* **Task brief**
Take the data below and write it out exactly, except for the pictures.

* **Records**
:::::

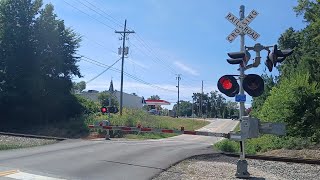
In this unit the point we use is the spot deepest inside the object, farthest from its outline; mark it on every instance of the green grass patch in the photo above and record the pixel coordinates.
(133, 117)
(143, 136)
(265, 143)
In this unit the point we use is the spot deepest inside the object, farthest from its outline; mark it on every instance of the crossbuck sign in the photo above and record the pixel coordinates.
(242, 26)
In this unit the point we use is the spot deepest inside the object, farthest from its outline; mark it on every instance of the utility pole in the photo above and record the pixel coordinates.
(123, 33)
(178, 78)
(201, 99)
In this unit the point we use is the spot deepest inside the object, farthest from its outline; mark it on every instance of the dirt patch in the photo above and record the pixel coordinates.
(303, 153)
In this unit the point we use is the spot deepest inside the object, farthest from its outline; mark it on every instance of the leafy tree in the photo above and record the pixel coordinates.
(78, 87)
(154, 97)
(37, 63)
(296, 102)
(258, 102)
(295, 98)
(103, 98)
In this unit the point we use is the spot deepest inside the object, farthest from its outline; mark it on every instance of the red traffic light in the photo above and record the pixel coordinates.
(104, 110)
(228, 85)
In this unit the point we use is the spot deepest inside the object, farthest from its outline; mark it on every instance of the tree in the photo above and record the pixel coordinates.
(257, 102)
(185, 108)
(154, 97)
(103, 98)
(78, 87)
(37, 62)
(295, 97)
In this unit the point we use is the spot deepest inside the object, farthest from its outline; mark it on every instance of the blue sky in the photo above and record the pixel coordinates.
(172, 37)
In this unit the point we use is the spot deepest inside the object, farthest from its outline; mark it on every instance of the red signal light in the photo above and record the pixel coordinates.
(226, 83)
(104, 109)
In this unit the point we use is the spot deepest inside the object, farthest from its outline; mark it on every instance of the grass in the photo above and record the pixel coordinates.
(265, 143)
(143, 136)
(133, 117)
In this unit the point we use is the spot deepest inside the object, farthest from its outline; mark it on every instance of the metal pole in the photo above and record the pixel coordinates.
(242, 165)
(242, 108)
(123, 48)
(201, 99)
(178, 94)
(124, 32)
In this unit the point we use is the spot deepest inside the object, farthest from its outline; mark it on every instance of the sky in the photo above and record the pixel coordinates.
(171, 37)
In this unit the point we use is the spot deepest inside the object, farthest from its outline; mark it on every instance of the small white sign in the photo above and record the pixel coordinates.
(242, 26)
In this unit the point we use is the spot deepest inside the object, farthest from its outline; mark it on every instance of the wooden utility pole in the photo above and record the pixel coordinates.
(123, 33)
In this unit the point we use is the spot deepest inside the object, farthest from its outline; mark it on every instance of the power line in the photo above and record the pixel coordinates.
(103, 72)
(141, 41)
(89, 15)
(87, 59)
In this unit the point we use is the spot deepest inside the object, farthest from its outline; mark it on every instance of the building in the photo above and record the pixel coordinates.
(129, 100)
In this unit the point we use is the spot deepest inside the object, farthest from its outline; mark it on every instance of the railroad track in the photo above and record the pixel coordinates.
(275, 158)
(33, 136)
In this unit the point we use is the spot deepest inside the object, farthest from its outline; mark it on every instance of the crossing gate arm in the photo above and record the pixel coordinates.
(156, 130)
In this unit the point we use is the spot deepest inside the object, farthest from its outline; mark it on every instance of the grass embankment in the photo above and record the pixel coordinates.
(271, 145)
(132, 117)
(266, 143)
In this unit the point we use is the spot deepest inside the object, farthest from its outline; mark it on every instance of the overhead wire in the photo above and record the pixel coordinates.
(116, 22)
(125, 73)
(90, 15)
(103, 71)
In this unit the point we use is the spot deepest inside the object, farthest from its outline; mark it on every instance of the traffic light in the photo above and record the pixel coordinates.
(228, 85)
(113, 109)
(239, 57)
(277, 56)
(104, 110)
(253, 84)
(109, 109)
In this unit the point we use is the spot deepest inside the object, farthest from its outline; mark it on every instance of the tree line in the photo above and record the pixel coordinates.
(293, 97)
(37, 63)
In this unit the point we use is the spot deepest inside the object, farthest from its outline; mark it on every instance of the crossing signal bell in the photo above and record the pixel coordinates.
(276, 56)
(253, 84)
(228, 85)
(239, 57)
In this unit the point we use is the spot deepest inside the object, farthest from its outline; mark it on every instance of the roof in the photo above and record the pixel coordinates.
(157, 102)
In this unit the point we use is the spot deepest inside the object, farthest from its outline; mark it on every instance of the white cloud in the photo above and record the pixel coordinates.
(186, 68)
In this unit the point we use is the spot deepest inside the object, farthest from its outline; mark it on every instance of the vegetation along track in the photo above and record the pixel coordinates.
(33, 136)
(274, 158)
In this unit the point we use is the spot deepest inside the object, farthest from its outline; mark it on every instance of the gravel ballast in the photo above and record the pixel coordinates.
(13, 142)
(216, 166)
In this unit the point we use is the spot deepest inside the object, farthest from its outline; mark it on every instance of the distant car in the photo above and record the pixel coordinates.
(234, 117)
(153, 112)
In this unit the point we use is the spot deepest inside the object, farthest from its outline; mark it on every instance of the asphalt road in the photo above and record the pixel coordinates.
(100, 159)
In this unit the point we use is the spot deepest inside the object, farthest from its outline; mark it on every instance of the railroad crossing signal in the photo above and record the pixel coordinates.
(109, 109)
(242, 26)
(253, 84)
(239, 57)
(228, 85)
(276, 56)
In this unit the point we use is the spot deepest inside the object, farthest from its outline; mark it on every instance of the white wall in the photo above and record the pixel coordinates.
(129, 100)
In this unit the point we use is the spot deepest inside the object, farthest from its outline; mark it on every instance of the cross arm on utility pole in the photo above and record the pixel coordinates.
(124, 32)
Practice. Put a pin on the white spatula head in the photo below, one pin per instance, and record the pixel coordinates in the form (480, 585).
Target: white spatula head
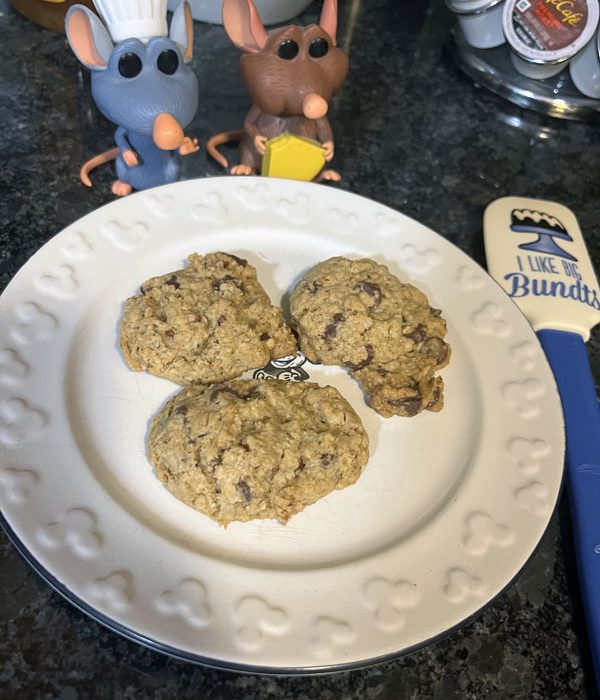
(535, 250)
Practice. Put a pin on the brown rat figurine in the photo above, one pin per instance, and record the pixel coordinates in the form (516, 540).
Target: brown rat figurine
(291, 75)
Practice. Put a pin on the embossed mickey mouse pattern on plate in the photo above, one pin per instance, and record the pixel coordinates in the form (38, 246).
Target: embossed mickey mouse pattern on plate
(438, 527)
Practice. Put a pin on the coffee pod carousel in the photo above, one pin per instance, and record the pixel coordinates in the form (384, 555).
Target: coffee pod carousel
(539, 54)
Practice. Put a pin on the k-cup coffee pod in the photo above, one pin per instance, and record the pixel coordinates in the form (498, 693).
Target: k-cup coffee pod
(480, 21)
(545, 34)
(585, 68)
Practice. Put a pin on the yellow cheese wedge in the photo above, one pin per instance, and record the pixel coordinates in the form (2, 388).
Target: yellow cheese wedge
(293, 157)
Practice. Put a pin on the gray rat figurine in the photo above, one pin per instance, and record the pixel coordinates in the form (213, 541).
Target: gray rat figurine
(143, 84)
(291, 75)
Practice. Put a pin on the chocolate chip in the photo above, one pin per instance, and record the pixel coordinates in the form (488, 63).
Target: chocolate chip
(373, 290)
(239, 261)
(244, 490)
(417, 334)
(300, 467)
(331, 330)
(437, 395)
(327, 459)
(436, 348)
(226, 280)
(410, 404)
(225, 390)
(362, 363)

:::::

* **Solution to this task**
In this unit the point we use is the spot deepest inside the object, farthest from its outline; mark it on every instance of the green grass patch in the photo above and record the pixel coordinates.
(133, 117)
(143, 136)
(265, 143)
In this unit the point we use is the spot deepest inside the object, farthest from its outline; mark it on every instance of the crossbuck sign in the photo above and record the pixel coordinates.
(242, 26)
In this unit the point we use is the spot deepest inside the object, farthest from its outline; mark it on every instance of the utility pole in the photo above and record the pixel coordinates.
(123, 33)
(178, 78)
(201, 99)
In this unit the point we use is the spot deepest inside the object, farthest from its outline; mark it on every instance of the dirt patch in the photo above and record the pixel coordinates.
(303, 153)
In this unit the point we use is the spot deepest inside the object, farthest from its outline; mark it on every instance of the leafy tree in the photo above and record the pixel coordinates.
(78, 87)
(154, 97)
(37, 63)
(296, 102)
(258, 102)
(295, 98)
(103, 98)
In this unit the point we use is the spot deepest inside the object, farthest from its outline; mark it on every instance of the red traffic light in the photo above and record the pixel coordinates.
(104, 110)
(228, 85)
In this unit the point we use is the spot deepest inside the object, farthest from its outline; mark it on every instance of the tree in the photo above and record the pixel coordinates.
(257, 102)
(185, 108)
(154, 97)
(103, 98)
(78, 87)
(37, 62)
(295, 97)
In this unit the point we use is the spot deepest inside the object, farthest from its outline; mark it on every instance of the blue sky in the photo above and record the pixel coordinates.
(172, 37)
In this unit the point we use is the spot deepest inside the object, farthest from its outline; mark it on every instance of the red signal light in the photo above and record the pixel coordinates.
(226, 83)
(104, 109)
In this unit the point we use is the spot deepest inside the object, farthest from its outline; mark it on every instance of the grass in the photo above and record the pixel coordinates.
(265, 143)
(143, 136)
(133, 117)
In this unit the point we use is the spot deepest inside the object, farthest from its outline; mark it on every instance of the metal pole in the photo above and record the pixel coordinates.
(242, 165)
(242, 108)
(123, 48)
(201, 99)
(178, 94)
(124, 32)
In this unit the point we use is the spot deepest inside the object, farthest from its outline; mark it on every instance of the sky in the photo above and record the pixel coordinates.
(171, 37)
In this unit the point we use is the spot deepest inside the object, farthest from its outline; mark it on every instance of the small white sign in the photo above and record the pixel coordinates.
(242, 26)
In this unit the point we use is the spot deepest inside the object, farthest from its outline; mark it on every instance of the wooden utility pole in the photo above and record the pixel coordinates.
(123, 33)
In this unit the point we use is the spot deepest inside the object, farthest from its outline; mark it on every instance of the power line in the photo above and record the pixel coordinates.
(103, 72)
(141, 41)
(89, 15)
(87, 59)
In this unit the point we use is the spot deepest inside the object, farthest from its outline; mark it on every instance of the building in the photo above and record the pixel coordinates.
(129, 100)
In this unit the point we use is the spot deepest inside the object, farthest from its outline; mark it on every instance of the railroad track in the photo above and record the pixel coordinates.
(275, 158)
(33, 136)
In this unit the point we use is the spot deepest inside the object, farthest from its outline; mark it on every instance of the crossing gate arm in the photo above and record the pixel coordinates.
(156, 130)
In this unit the point we use is the spot deepest inside the object, farthest from its outline; mark it on every instance of the grass embankment in the photo above and record the pixel coordinates.
(271, 145)
(132, 117)
(266, 143)
In this unit the point we use is the spot deepest inside the object, farthest from its outline; mark it on every instance of the overhead wire in the photo above and record the pixel coordinates.
(116, 22)
(125, 73)
(90, 15)
(103, 71)
In this unit the point we use is the spot deepest inside the object, farthest from its outline; mark it on every instance of the traffic light in the photo above and record the pixel coordinates.
(228, 85)
(113, 109)
(239, 57)
(277, 56)
(104, 110)
(253, 84)
(109, 109)
In this unit the point we use is the spot deepest inside the object, farthest from its outline; mark it on every instance of the tree line in the photo above and record the pixel coordinates.
(293, 97)
(37, 63)
In this unit the point we use is the spot deepest inside the object, farthest from its outline; mark it on every instance of the crossing signal bell in the photo above and record the pixel coordinates.
(276, 56)
(253, 84)
(228, 85)
(239, 57)
In this unit the point we use is the spot deepest inside the object, farthest from its outline; mark it on every instance of the roof in the photo above and record the pixel coordinates.
(157, 102)
In this unit the point we use is the spot deepest inside the object, farthest from its outline; mark it on every instance of the white cloud in the photo above and record the pixel coordinates.
(186, 68)
In this unit the point we use is the spot deepest inside the object, farthest from its outline; mark it on every instance of the vegetation along track in the photo above and record the pixel coordinates.
(33, 136)
(274, 158)
In this unit the point we use is the spot deepest inside the object, farthest from its outline; mark it on every instance of the gravel ballast in the photo above and record the pixel coordinates.
(13, 142)
(216, 166)
In this unit the point we use is the spot deepest inside the object, farthest from its outline; mark it on every instance of the distant car in the photo above and record the pixel coordinates.
(234, 117)
(153, 112)
In this unit the point we use is the spot deepest inside the object, farthest from its outline; mark it on every instance of the asphalt road in the photo above and record the pixel coordinates.
(100, 159)
In this unit the point we use is the spot deepest inside the object, farthest from its outline; mark it on every instance of the railroad crossing signal in the photo above and record the pixel coordinates.
(109, 109)
(242, 26)
(253, 84)
(239, 57)
(228, 85)
(276, 56)
In this unit the point we use is the spot deepest inside the object, farthest from its outline; mark it on every instance of the white wall in the photo above and record the pixel coordinates.
(129, 100)
In this unit the point we use is the spot deepest inside the object, farthest from its outline; mark it on every instance of the cross arm on utility pole in the photo above and record the pixel coordinates.
(124, 32)
Practice. Put a pin on the white spatula head in the photo below, one pin per instance, and record the pixel coordinates in the form (480, 585).
Target: white spatula head
(535, 250)
Practice. Put a pin on the brown rat figurine in the photo above, one pin per instance, and record the pixel coordinates in the form (516, 540).
Target: brown rat figurine
(291, 75)
Practice. Put a pin on the embossed mickey mouse pattern on plate in the photo above, one pin per instance, and record the pixel coordinates in the form (38, 246).
Target: embossed mickey mouse pattern on plate
(438, 527)
Practice. Put a pin on the coffee pod carousel in the photo above, one pin per instance, and record the pixel coordinates in the form (384, 555).
Target: coffee pod carousel
(539, 54)
Practice. Put a pin on the k-cup coffee pod in the photo above, one pin per instance, and record the pixel coordinates in the form (498, 693).
Target: k-cup coffee pod
(480, 21)
(545, 34)
(585, 68)
Practice. Put a pin on the yellow cheese wedge in the photo above, one pin per instance, and record the pixel coordinates in the form (2, 388).
Target: yellow cheese wedge
(293, 157)
Practice. Put a pin on the gray rat figurine in the photo above, one pin per instance, and record the pixel coordinates in the form (213, 541).
Target: gray rat figurine
(143, 84)
(291, 75)
Practice. Put a pin on the chocolate chip in the photo above, one pin per instance, and record the pixel coordinates in the form (488, 63).
Target: chocolate chip
(373, 290)
(239, 261)
(244, 490)
(417, 334)
(300, 467)
(331, 330)
(437, 395)
(327, 459)
(436, 348)
(226, 280)
(410, 404)
(225, 390)
(362, 363)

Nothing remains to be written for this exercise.